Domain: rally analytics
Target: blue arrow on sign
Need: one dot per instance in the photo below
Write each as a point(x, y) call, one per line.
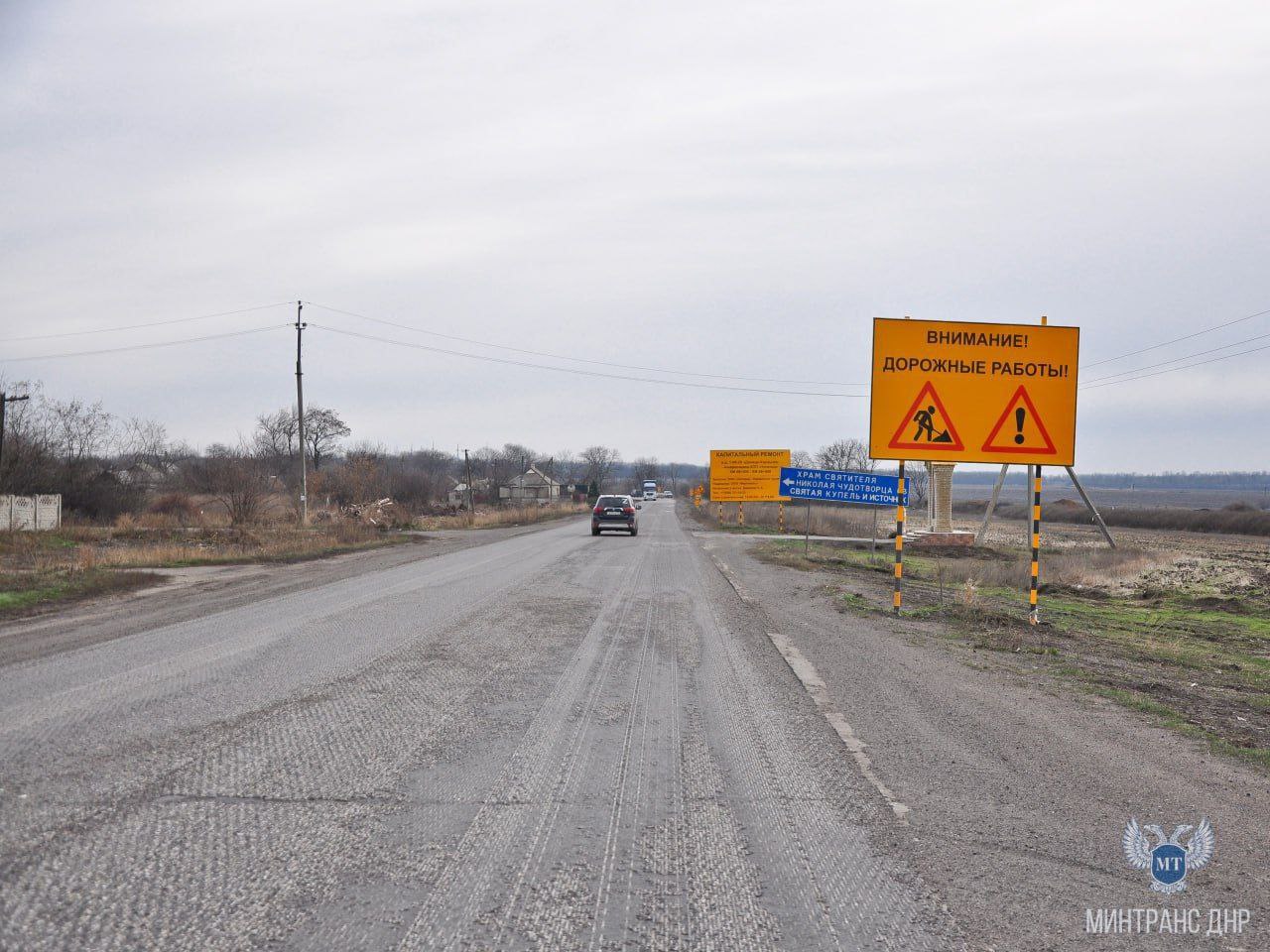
point(834, 486)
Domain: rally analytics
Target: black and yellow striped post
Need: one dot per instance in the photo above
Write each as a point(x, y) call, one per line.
point(899, 540)
point(1033, 613)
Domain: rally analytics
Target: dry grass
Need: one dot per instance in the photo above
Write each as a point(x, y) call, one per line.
point(130, 544)
point(826, 520)
point(1234, 520)
point(500, 517)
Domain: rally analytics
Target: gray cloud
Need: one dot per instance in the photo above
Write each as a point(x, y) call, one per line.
point(728, 188)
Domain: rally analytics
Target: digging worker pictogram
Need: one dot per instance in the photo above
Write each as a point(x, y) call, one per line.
point(925, 420)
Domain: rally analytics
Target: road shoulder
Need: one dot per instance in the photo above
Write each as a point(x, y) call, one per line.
point(1019, 785)
point(199, 590)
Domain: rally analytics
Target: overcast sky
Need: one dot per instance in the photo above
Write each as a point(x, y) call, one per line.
point(724, 188)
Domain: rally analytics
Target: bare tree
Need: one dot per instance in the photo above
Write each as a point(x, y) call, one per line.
point(322, 431)
point(80, 430)
point(235, 477)
point(277, 434)
point(844, 454)
point(802, 458)
point(599, 462)
point(145, 442)
point(645, 467)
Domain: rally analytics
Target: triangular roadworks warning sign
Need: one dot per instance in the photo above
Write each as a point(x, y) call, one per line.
point(1020, 429)
point(926, 425)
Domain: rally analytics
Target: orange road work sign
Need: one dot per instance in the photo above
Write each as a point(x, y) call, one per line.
point(747, 475)
point(973, 393)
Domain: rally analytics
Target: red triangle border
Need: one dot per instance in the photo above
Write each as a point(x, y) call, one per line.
point(1049, 449)
point(956, 445)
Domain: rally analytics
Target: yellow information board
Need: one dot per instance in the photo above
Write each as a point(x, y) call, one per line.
point(973, 393)
point(747, 475)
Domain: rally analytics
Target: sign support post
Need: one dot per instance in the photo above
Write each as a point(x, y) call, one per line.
point(1034, 612)
point(1088, 504)
point(899, 542)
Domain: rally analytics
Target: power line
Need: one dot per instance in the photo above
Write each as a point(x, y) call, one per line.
point(580, 359)
point(1175, 340)
point(144, 347)
point(1178, 359)
point(140, 326)
point(1185, 367)
point(571, 370)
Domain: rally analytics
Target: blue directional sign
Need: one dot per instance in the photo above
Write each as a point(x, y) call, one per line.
point(833, 486)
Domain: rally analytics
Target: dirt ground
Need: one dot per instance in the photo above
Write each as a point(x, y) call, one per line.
point(1174, 625)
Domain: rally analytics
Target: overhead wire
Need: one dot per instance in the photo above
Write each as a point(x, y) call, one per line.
point(145, 347)
point(1175, 340)
point(572, 370)
point(1176, 359)
point(580, 359)
point(141, 326)
point(1174, 370)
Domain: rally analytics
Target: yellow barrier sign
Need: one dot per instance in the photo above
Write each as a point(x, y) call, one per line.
point(973, 393)
point(747, 475)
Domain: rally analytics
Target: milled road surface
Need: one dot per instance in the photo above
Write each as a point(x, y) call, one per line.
point(544, 742)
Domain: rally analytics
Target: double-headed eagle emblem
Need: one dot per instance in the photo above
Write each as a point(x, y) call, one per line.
point(1169, 861)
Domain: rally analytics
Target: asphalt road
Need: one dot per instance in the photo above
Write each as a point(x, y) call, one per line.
point(520, 742)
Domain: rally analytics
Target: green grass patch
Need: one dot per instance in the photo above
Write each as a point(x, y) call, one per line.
point(26, 593)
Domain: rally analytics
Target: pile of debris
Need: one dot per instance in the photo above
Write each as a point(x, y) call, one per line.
point(381, 512)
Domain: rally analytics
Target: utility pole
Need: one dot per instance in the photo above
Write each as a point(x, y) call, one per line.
point(4, 403)
point(300, 416)
point(467, 462)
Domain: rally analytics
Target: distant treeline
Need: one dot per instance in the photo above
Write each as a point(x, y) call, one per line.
point(1237, 481)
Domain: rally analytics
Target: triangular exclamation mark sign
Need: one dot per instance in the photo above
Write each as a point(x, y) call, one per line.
point(1019, 429)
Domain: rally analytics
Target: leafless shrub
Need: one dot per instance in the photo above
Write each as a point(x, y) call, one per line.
point(236, 479)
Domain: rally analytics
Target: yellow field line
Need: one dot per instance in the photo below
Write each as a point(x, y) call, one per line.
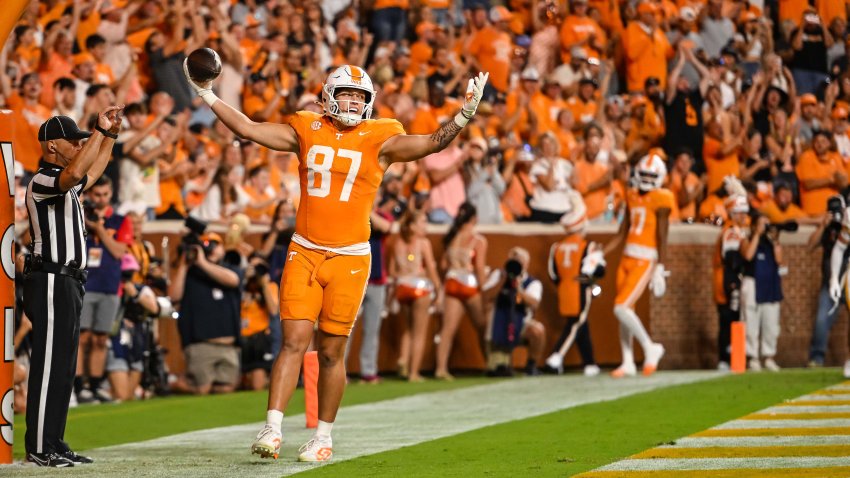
point(810, 403)
point(746, 451)
point(826, 472)
point(763, 432)
point(796, 416)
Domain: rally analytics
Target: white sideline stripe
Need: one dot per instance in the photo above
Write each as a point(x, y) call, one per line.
point(807, 409)
point(724, 463)
point(820, 423)
point(821, 397)
point(365, 429)
point(702, 442)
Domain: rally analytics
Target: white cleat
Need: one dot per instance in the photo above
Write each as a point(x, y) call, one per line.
point(267, 444)
point(624, 370)
point(591, 370)
point(556, 362)
point(317, 449)
point(771, 365)
point(653, 356)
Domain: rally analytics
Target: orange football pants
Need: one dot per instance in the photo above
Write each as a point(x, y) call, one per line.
point(325, 286)
point(633, 276)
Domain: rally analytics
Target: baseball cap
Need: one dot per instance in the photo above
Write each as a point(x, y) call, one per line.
point(530, 73)
point(479, 142)
point(578, 53)
point(212, 237)
point(60, 127)
point(651, 81)
point(81, 58)
point(808, 99)
point(647, 7)
point(500, 14)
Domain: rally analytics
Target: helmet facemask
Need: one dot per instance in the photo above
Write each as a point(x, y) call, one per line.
point(339, 109)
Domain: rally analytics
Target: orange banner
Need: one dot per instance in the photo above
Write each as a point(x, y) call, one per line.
point(13, 9)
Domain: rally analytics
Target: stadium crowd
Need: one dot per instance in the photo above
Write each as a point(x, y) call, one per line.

+++

- [WHAT IS NEEDED]: Reprint every item above word for word, leaving out the pictures.

- [EXERCISE OUTPUT]:
Domain: rally analytics
Target: blue arrow on sign
Need: one dot per instance in the photo below
Write each as a point(x, y) call, one per line.
point(834, 486)
Domain: rally analytics
Target: black and yellow striped post
Need: one dot per instance in the photo above
Write each as a point(x, y) call, one per line.
point(899, 540)
point(1033, 613)
Domain: rally analytics
Target: dry grass
Need: one dot per instance in the photo above
Write each as a point(x, y) call, one per line.
point(130, 544)
point(826, 520)
point(1234, 520)
point(500, 517)
Domain: rally analytics
Target: gray cloud
Need: one dot per instance in the photo above
Write each as a point(x, y) call, one per line.
point(728, 188)
Domain: rally analytics
Target: digging worker pictogram
Need: one dot per instance in the photo above
Write each as a point(x, y) call, one per line.
point(925, 420)
Domain: rally analytics
Target: road shoulder
Need: one dot per instance in the photo above
Write each as a point(x, y) call, one per line.
point(1019, 785)
point(199, 590)
Domain: rally analytics
Target: overcast sky
Need: one dot per instance in the photo above
Write each as a point(x, y) call, one per line.
point(724, 188)
Domain: rally analytics
Target: bare tree
Need: one dot per instance in the photo above
Write each as a point(x, y) call, one per line.
point(322, 431)
point(80, 430)
point(235, 477)
point(277, 434)
point(844, 454)
point(802, 458)
point(599, 462)
point(145, 442)
point(645, 467)
Domain: rally analytics
Target: triangular roadworks warning sign
Need: one dot per instance in the photo above
Write each as a point(x, y) call, one per line.
point(1020, 429)
point(926, 425)
Domain: rally analytics
Target: orange road work sign
Need: one dot per instance in the photo above
Write each as a point(x, y) call, one per line.
point(747, 475)
point(973, 393)
Domain: rally analytics
Target: red triangle border
Need: one dot per instance in the photo above
Write each as a point(x, y) call, one per line.
point(1049, 449)
point(956, 445)
Domain: rally analytics
Target: yellow information board
Need: one dot per instance in the photo above
Write each as a point(x, y) call, one per line.
point(973, 393)
point(747, 475)
Domain: rally analytics
Target: sign support post
Need: one dot per instance in the photo above
Write each as a point(x, y) call, one per line.
point(1034, 612)
point(1088, 504)
point(899, 542)
Domain: rally analytics
Target: power line
Need: one dot per instance in the photo above
Write each as a point(x, y) call, one per line.
point(580, 359)
point(1175, 340)
point(144, 347)
point(1178, 359)
point(140, 326)
point(1185, 367)
point(571, 370)
Domain: rally analytics
Target: blue directional sign
Need: one dot per instance in the photo above
Write each as a point(x, y) call, one per line.
point(833, 486)
Domain: rally analytics
Target: dirt ground
Need: one dot per instance in the photo above
Write each as a point(x, y) call, one per line.
point(1174, 625)
Domain: rally analytics
Target: overhead wire
Need: one dot per instance in the photo above
Write each as a point(x, y) call, one per line.
point(145, 347)
point(1175, 340)
point(572, 370)
point(1176, 359)
point(580, 359)
point(141, 326)
point(1174, 370)
Domain: rally analytics
Target: yellow barrier sign
Need: one dot per instance in the photo above
Write each as a point(x, y) call, one per line.
point(973, 393)
point(747, 475)
Domain: rally analytics
Target: milled road surface
Need: one dot per instance in the photo above
Write each as a point(x, y) call, one per line.
point(544, 742)
Domain: rally analytics
Target: double-headed eagle emblem
Need: one dot per instance in the photo above
Write each as a point(x, y) call, one per line.
point(1169, 861)
Domain: rally analytics
Target: asphalt road
Need: one dot per instance in the photo above
Write each as a point(x, y) call, one per line.
point(520, 742)
Domain: rally analytics
Target: green grass patch
Need: one dot per instance in the photo above
Write each as a point(x, y) call, one per line.
point(26, 593)
Domain: rally analytics
Target: pile of debris
Need: one dot per instance in the photo above
Write each as a point(x, y) call, one per line.
point(381, 512)
Domain: rally analytics
Target: utility pole
Need: one dot per instance in the photo above
Write each as a point(x, y) call, one per line.
point(4, 403)
point(300, 416)
point(467, 462)
Domain: rally analytics
Target: distant treeline
Need: one dot per instance in the photo above
Write each as a point(x, y) call, one per line.
point(1237, 481)
Domain: rally analytics
Target: triangular exclamation mark sign
Need: one dot per instance in the photo above
Write each as a point(x, y) call, one per line.
point(1019, 429)
Domain: rally analytics
Target: leafless shrub
Need: one dot per instance in the photo above
Write each as a point(x, y) call, one per line.
point(236, 479)
Domain: rally analytics
Target: yellow field line
Need: one dot per instance in the photo below
Write each as a point(x, y) call, one per line.
point(810, 403)
point(746, 451)
point(826, 472)
point(763, 432)
point(796, 416)
Domain: rally analytics
Target: white sideline stripe
Need: one dot per instance in the photo above
Write each as a point(x, y) call, one per line.
point(807, 409)
point(724, 463)
point(820, 423)
point(821, 397)
point(365, 429)
point(702, 442)
Domain: rally analytics
Target: white cleat
Need: one dot per instance in the photo above
Write each as a point(x, y) call, one per line.
point(267, 444)
point(624, 370)
point(591, 370)
point(556, 362)
point(317, 449)
point(771, 365)
point(653, 356)
Domain: rally analytics
Target: orange football pants
Need: one dot per instance in the photo above
Write each as a point(x, y) call, one per line.
point(325, 286)
point(633, 276)
Domain: rally analytics
Target: baseball cap
Need: one dot per instance in the photo above
Write each as a point(x, y) call, one per line.
point(530, 73)
point(479, 142)
point(578, 53)
point(212, 237)
point(60, 127)
point(651, 81)
point(81, 58)
point(808, 99)
point(647, 7)
point(500, 14)
Domain: rally analytics
Target: helmet facemask
Need: one dot per instance in the photo above
Write each as a point(x, y) call, one per line.
point(339, 109)
Domain: rally analytics
Target: orange banner
Need: one dot per instance in the photo above
Write each as a point(x, y) call, one per line.
point(13, 9)
Domain: rally analytics
Target: stadium crowd
Need: one dot per instance in the photo above
Write each as a point(x, y) call, one per line.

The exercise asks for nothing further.